• **EXERCISE GOAL**
The answer is to be an exact copy of the lines below running from the line with "Reviewer note: confirm that every instance of the group" down to the line with "Reviewer note: confirm that every instance of the overcast", both ends included, and nothing more.

--- SOURCE DATA Enclosed Below ---

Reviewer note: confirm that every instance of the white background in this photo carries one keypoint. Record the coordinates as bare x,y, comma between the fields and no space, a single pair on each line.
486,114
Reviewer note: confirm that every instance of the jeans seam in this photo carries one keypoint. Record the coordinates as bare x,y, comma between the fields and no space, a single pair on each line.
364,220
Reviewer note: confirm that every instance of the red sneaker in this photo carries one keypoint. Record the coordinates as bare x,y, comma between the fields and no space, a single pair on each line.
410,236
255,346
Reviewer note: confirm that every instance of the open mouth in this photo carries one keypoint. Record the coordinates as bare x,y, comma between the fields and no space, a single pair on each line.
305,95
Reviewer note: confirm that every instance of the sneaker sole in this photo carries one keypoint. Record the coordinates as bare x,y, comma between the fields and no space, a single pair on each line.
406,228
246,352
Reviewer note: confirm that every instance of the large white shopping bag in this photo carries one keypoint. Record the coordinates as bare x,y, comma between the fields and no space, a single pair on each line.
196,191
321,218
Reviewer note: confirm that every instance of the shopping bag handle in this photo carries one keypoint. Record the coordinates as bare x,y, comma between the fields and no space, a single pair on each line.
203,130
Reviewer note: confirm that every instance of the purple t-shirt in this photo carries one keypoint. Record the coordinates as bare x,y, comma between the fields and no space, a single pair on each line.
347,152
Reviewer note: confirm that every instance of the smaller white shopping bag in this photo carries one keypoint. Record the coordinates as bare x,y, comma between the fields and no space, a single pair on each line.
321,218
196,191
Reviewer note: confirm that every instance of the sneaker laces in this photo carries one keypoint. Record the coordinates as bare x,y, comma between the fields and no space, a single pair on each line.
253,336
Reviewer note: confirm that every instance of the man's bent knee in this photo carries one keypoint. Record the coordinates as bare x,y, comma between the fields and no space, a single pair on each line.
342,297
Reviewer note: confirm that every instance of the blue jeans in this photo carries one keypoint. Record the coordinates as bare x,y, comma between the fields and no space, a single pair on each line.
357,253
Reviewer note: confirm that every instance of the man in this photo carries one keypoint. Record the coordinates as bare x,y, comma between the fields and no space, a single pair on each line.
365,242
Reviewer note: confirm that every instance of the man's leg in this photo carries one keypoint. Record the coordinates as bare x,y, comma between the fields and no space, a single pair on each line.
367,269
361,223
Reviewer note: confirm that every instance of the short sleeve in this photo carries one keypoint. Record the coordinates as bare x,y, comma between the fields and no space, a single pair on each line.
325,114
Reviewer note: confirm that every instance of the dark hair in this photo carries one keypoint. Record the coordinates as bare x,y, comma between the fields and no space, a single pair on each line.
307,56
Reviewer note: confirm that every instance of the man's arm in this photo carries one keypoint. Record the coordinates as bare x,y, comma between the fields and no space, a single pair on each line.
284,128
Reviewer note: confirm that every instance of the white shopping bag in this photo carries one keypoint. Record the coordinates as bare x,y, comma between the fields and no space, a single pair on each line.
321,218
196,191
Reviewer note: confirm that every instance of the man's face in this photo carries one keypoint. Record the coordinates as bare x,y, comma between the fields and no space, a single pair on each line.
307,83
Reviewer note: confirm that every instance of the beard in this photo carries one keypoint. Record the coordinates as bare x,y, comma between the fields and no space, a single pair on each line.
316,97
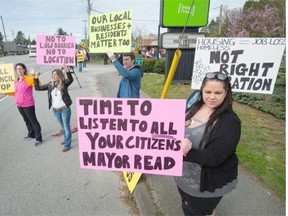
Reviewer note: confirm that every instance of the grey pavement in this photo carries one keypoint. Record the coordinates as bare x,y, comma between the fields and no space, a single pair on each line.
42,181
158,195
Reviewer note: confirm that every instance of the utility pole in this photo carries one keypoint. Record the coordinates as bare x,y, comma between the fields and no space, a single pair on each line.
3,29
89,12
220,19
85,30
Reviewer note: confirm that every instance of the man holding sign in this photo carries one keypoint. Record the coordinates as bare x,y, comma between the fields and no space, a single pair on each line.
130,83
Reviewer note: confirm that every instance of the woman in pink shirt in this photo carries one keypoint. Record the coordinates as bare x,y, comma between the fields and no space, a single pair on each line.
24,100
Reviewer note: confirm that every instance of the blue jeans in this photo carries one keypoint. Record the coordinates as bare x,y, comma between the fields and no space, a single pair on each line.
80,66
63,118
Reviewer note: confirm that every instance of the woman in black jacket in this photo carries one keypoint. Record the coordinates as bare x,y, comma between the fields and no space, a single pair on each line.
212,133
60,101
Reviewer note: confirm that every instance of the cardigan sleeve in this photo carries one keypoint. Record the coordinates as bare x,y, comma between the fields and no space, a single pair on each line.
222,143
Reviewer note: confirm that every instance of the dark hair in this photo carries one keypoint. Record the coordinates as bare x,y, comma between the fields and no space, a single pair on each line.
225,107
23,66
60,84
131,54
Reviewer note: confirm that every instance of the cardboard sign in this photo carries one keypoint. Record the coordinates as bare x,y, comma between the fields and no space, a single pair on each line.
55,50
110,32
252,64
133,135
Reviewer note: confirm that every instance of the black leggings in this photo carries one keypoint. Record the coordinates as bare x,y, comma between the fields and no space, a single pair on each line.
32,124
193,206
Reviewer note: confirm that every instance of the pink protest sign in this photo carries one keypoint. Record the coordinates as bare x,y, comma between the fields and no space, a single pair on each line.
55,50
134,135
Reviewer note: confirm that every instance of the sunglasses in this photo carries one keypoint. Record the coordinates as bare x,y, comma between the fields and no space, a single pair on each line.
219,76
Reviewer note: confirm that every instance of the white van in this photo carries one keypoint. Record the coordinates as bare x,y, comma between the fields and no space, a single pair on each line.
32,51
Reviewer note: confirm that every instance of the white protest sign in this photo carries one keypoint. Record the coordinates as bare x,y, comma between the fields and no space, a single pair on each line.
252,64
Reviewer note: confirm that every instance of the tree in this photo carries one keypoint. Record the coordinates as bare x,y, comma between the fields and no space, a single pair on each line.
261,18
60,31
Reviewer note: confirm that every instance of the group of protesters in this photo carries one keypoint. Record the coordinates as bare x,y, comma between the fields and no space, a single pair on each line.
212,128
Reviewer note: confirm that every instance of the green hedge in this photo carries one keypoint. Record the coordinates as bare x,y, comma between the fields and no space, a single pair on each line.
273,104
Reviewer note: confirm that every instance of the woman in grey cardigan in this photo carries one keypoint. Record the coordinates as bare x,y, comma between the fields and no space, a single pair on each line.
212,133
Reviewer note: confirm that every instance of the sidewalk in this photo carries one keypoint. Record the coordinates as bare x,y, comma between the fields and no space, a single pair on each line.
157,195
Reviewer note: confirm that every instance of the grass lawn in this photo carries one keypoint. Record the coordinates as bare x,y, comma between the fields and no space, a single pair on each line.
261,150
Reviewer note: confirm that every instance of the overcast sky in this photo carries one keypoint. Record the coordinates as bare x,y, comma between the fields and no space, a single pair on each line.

--- End of Enclosed SOURCE DATA ---
--- SOURCE DATA Enclosed Below ---

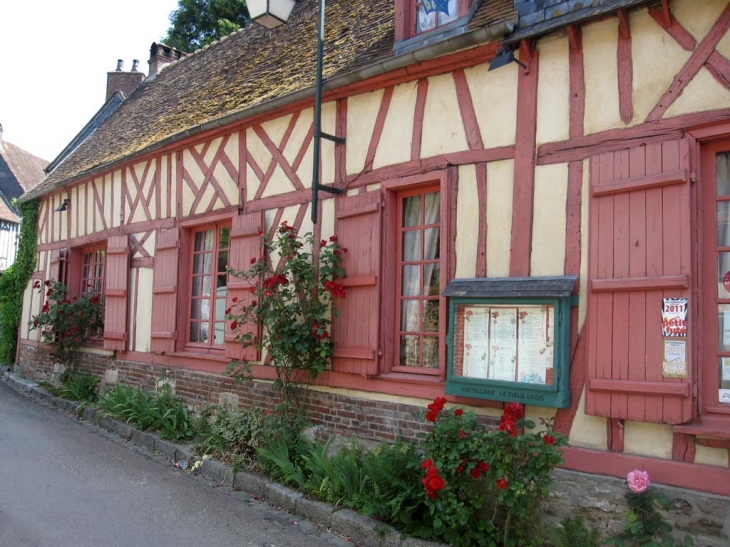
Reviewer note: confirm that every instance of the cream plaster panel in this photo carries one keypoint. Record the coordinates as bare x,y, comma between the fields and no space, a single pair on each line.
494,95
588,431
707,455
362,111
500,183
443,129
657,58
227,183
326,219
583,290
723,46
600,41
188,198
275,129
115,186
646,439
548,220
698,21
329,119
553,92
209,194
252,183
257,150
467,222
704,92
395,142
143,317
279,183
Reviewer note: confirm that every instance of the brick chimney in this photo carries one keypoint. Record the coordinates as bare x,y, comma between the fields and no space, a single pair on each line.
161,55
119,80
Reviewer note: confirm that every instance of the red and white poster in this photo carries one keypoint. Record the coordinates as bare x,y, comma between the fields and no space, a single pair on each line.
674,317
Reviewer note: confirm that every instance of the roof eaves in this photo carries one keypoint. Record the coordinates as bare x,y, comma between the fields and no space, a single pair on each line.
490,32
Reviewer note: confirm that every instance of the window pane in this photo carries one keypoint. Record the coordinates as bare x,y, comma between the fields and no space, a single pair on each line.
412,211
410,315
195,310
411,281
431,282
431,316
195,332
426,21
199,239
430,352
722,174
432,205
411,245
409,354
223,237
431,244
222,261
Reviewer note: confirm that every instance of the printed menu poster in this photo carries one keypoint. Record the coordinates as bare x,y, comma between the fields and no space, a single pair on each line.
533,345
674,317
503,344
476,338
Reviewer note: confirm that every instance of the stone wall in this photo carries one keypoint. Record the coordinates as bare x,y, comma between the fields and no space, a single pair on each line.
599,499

--- End of Enclosed SOURCE DATA ---

• **EXERCISE RESPONSE**
Reviewer note: confirm that every instance of the group of protesters in this photo carries one keypoint. Record the coordinates as bare x,y, comma between the fields and no space, a single pair on each line.
212,128
Reviewer note: confirm that every instance of the green hedge in this photo carries one keypoint. Record the coordinates as bare x,y, comma between the fields and no space, a single pair on each line.
273,104
Reviewer note: confirm that every instance of the woman in grey cardigan in this photo carries one keypoint. Record the coordinates as bare x,y, comma between the fields and no space, a single pair on each line.
212,133
Reviewer note: confirm that every instance of the sidewalk in this photo carries one keypoint. Record the coordinates as bare x,y, comma between the fields and no space, a single pair on each line.
157,195
Reviewer note: confirm that every instance of the grass lawn in this photo carries one keypoint. Record the coordinates as bare x,y, comma between the fields and no space, a single pair on each line.
261,150
Reviewer note: confirm that every instance of the overcast sky in this photo carries one keypoint. Record the coordinates as bare x,y, comma between the fields and no space, a single pair on each line.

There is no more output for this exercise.